Task input:
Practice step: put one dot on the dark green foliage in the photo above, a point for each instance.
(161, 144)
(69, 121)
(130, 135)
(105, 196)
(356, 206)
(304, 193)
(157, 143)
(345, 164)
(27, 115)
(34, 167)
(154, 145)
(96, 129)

Task statement:
Could you reproduce all of the entries above exactly?

Result for this task:
Practice step: put one dot on the dark green foliage in the photo above, a point for each instance.
(161, 144)
(69, 121)
(130, 135)
(105, 196)
(356, 206)
(304, 193)
(157, 143)
(345, 164)
(27, 115)
(34, 167)
(154, 145)
(96, 129)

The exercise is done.